The tasks.
1. Please list the values that, according to the piece on happiness in Japan, children there are taught from an early age.
2. Answer these questions using the piece on happiness in Japan:
(a) For how long has the writer been researching what makes people tick?
(b) How long is the writer staying in Japan?
(c) What is Japan's population?
3. Carry on the piece on happiness in Japan, picking up after its final sentence.

Text extract.
☆ ☆ ☆ ☆
This got me thinking. Over the past 18 months I have been relentlessly researching what makes people tick. Not only what gets people out of bed in the morning, but what makes leap out with a smile on their face.
My experience however has so far been confined to the countries with which I am most familiar -namely the UK, Australia and North America. What about other leading nations? Does the same recipe apply in other countries with cultures very different from our own, such as the quirky island nation of Japan?
Well, I’m here for 6 weeks so what better time to dig deeper into what drives this curious country and learn more of their approach to pursuing happiness.
Lets start with some context. Japan is the world's 3rd largest economy. Its population of 127m has the world's highest life expectancy, the 3rd lowest infant mortality rate, a bunch of the world's top tech and auto companies and is one of the most educated in the world.
So all rosy then? Let’s look a little further.
Childhood - The Happiest Times Of Our Lives?
The culture in Japan is both clearly defined and relatively unique. In a shrinking world characterized by overlapping cultures and a blurring of the geographic lines, Japan remains relatively steadfast in it’s customs and long-standing beliefs.
From an early age children are taught the values of hard work, pride, loyalty and honour. Expectations to achieve are high and the associated pressures from family, friends and society are great.
Clearly defined visions and intense discipline bring benefits and risk in equal measure. As most of us know, in a natural world, children and structure are seldom found hand-in-hand. It is commonly accepted in the west that a child’s happiness is achieved through freedom of expression and the acceptance of trial and error as an inevitable aspect of learning.
In the main, both concepts seem to be conspicuous by their absence in Japan and by the time children reach young adulthood, a definitive path for their life has already been paved. Trial and, more tellingly, it's partner in crime, error, are not part of the narrative.
☆ ☆ ☆ ☆
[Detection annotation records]
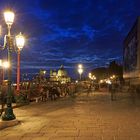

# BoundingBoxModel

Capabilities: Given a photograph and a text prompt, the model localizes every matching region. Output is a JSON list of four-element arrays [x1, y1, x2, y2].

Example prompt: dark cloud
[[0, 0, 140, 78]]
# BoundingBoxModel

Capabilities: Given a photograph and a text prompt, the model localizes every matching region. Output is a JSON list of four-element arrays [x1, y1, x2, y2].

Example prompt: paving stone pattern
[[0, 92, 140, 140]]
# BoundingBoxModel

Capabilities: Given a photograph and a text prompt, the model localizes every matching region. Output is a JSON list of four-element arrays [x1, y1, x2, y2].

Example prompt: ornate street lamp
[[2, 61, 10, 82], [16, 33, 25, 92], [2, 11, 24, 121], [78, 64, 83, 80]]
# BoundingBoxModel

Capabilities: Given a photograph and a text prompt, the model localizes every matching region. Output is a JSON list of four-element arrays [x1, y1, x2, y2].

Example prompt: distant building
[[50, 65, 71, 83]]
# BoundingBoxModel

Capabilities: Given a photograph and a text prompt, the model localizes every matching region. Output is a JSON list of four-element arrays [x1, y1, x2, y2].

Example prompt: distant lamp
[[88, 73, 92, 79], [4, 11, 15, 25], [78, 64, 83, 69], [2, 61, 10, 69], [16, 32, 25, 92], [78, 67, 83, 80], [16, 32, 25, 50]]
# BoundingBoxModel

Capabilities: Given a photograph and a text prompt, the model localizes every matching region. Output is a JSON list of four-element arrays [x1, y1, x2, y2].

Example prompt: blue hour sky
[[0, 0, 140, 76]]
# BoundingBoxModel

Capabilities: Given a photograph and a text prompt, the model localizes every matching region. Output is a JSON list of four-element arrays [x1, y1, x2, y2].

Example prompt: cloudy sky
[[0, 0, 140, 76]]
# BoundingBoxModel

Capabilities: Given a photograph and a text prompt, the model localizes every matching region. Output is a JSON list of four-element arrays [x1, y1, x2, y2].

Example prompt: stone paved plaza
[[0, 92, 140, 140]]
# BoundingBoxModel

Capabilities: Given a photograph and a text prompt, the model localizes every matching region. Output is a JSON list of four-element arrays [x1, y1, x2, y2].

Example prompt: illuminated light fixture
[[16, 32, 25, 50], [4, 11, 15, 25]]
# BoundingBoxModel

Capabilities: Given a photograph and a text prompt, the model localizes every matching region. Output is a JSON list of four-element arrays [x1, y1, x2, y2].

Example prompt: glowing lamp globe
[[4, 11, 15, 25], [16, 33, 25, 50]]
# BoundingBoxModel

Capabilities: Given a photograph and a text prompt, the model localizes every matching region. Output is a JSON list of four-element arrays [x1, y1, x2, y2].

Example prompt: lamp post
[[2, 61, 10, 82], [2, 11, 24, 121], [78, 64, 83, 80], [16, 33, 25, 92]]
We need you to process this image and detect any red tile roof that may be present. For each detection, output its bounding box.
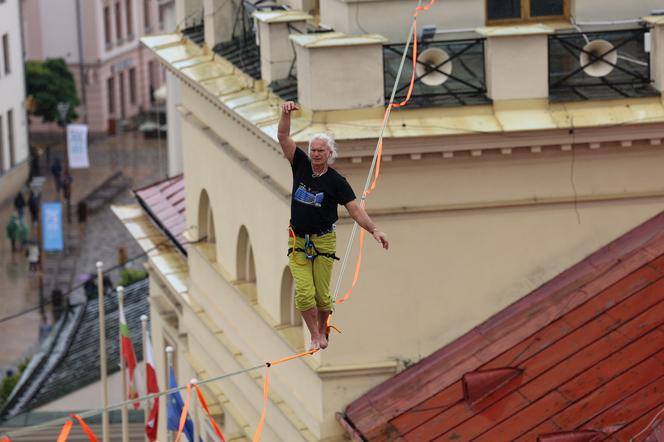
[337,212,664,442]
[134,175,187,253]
☆ ☆ ☆ ☆
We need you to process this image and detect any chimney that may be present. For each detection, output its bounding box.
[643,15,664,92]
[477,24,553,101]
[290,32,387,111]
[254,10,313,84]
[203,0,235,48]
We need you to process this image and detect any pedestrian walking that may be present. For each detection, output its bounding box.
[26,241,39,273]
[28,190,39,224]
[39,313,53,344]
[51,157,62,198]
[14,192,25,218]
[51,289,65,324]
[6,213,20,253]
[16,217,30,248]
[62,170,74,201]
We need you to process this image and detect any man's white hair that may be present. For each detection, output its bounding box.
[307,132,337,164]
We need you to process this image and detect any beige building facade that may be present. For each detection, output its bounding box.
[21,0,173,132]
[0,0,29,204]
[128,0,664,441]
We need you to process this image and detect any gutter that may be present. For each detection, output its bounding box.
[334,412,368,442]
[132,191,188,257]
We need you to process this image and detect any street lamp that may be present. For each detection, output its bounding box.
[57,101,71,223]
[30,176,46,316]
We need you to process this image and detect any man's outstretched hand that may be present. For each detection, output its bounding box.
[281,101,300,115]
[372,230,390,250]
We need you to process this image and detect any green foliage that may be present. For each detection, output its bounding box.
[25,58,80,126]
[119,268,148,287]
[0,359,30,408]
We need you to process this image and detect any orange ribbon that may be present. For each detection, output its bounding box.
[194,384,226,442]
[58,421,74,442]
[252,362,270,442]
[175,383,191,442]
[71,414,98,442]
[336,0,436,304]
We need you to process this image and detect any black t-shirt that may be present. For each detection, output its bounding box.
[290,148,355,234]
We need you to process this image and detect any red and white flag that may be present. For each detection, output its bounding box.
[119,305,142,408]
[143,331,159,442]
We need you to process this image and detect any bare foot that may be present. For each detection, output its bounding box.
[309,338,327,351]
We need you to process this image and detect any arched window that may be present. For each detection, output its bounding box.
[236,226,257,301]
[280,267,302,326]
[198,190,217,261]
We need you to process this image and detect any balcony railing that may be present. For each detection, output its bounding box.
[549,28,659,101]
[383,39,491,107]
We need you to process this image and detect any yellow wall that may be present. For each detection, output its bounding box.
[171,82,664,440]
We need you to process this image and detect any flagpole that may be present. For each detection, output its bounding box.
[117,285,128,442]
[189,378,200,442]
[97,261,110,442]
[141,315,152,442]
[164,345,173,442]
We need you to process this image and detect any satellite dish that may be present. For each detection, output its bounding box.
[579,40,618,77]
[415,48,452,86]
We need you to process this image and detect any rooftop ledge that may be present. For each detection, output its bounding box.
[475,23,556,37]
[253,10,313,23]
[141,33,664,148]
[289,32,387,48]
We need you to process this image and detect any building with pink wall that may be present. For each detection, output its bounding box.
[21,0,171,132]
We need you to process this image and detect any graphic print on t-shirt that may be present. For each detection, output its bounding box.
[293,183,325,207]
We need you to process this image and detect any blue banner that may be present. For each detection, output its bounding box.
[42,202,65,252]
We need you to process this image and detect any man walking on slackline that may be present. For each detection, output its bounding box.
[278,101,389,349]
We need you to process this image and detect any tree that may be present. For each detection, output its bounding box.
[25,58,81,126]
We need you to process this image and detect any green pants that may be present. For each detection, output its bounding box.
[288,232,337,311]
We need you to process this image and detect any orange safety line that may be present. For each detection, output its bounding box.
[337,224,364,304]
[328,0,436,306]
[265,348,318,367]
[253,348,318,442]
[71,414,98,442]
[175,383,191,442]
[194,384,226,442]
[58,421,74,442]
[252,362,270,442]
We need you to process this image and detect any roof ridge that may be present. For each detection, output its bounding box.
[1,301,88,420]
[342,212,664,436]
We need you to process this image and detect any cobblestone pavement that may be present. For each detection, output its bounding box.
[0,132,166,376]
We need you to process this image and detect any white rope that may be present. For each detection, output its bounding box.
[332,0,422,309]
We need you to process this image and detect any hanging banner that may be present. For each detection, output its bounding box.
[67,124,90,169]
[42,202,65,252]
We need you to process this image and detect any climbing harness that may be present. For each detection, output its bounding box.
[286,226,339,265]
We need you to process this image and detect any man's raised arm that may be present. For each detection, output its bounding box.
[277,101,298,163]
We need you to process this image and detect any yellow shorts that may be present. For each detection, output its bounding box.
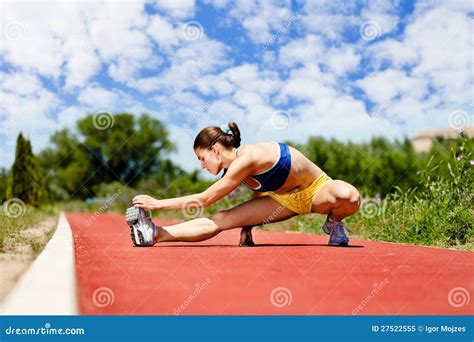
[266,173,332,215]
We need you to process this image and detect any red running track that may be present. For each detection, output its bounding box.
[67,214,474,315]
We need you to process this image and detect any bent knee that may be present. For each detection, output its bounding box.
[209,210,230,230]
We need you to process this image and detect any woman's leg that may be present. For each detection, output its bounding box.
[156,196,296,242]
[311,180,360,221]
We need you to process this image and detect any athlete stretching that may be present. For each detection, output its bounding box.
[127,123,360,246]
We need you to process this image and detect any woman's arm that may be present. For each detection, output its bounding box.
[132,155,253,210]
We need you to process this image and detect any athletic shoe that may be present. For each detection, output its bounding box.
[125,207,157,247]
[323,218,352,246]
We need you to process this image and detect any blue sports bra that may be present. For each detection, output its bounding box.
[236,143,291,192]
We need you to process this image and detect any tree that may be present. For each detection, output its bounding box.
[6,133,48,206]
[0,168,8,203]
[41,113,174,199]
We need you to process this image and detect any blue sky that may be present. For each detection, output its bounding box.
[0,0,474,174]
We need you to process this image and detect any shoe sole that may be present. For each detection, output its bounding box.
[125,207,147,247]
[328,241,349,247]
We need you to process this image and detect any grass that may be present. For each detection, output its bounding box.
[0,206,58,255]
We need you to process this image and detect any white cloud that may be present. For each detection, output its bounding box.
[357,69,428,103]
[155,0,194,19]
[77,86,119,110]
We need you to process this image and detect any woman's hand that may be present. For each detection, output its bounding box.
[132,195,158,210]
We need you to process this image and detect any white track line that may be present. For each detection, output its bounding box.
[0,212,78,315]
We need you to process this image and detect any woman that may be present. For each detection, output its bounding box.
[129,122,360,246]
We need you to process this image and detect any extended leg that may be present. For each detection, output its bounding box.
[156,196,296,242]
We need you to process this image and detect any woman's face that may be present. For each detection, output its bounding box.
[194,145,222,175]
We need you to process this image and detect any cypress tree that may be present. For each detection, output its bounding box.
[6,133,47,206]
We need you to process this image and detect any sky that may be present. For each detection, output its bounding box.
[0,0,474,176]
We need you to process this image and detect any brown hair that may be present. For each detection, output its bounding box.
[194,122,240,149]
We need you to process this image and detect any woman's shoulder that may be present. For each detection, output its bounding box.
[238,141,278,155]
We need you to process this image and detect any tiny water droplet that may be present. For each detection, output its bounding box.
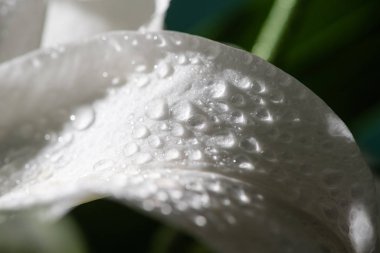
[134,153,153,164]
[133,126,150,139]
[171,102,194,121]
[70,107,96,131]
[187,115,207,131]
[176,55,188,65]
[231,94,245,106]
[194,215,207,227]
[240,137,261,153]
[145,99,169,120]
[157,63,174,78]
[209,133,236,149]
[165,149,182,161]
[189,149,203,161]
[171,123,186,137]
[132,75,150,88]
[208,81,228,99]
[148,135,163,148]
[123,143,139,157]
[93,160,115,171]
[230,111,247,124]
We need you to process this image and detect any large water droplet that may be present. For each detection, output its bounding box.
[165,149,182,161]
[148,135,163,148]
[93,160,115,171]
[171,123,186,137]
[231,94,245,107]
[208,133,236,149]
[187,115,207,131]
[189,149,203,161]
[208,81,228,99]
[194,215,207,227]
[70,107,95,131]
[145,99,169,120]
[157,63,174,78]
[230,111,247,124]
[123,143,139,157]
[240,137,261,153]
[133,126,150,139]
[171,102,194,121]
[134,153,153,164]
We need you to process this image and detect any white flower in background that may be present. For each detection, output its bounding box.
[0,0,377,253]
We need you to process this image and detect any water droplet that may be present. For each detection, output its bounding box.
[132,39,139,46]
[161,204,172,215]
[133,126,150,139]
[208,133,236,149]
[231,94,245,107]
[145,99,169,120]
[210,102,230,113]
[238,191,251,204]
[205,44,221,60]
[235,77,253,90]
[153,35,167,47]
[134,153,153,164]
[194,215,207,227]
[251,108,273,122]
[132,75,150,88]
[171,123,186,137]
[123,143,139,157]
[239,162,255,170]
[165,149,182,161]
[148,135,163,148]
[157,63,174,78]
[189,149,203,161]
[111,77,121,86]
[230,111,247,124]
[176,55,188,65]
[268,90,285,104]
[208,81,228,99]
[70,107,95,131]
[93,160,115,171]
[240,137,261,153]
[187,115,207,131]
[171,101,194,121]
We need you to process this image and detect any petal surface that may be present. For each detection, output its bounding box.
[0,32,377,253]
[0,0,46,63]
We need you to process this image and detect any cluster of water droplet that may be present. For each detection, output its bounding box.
☆ ☆ ☆ ☆
Expected results.
1. hard work, pride, loyalty, honour

2.
(a) Over the past 18 months.
(b) 6 weeks.
(c) 127m.

3.
A stark illustration of the pressures placed on young people here the fact that suicide is the leading cause of death for people aged 10-19. Expand that to include adults and the figures are frightening. In 2014, 25,000 people took their own lives. That's 60% above the global average! School and work related pressures were attributed to the majority of cases.
What about Careers?
As was the case with western nations only a generation ago, albeit a less clear-cut version, there is a well known career hierarchy. Big corporations are still very much the holy grail, followed by a career as a bureaucrat and then teaching. (http://www.latimes.com/world/asia/la-fg-japan-entrepreneurs-20150329-story.html).
Also, as with the western world in a bygone era, job mobility here is low. Unless something drastic happens, you have a job for life -in the middle to upper echelons at least. Loyalty to the company is everything and jumping between roles is neither easy or socially acceptable.
But what if your interests or circumstances change a few years in? Surely being bound to one company in a role you may no longer enjoy must impact your happiness?
To add insult to injury, if discontent does set it -and let’s face it, in most cases it’s a matter of when, not if- one cannot simply pass the time, taking the path of least resistance until retirement.
No, company loyalty and pride in ones work are too strong a pulls for this to be allowed.
I must add, this approach does have it’s benefits. Never before have I been anywhere with such insanely high standards of customer service, cleanliness or quality. Everything is done with impeccable care and attention and even the act of buying a snack from a convenience store is a lesson in etiquette and service. It puts the UK to shame on this front.
Back to my point, loyalty in Japan is most commonly demonstrated by working all hours, socialising with colleagues after work and not using up holiday allowances.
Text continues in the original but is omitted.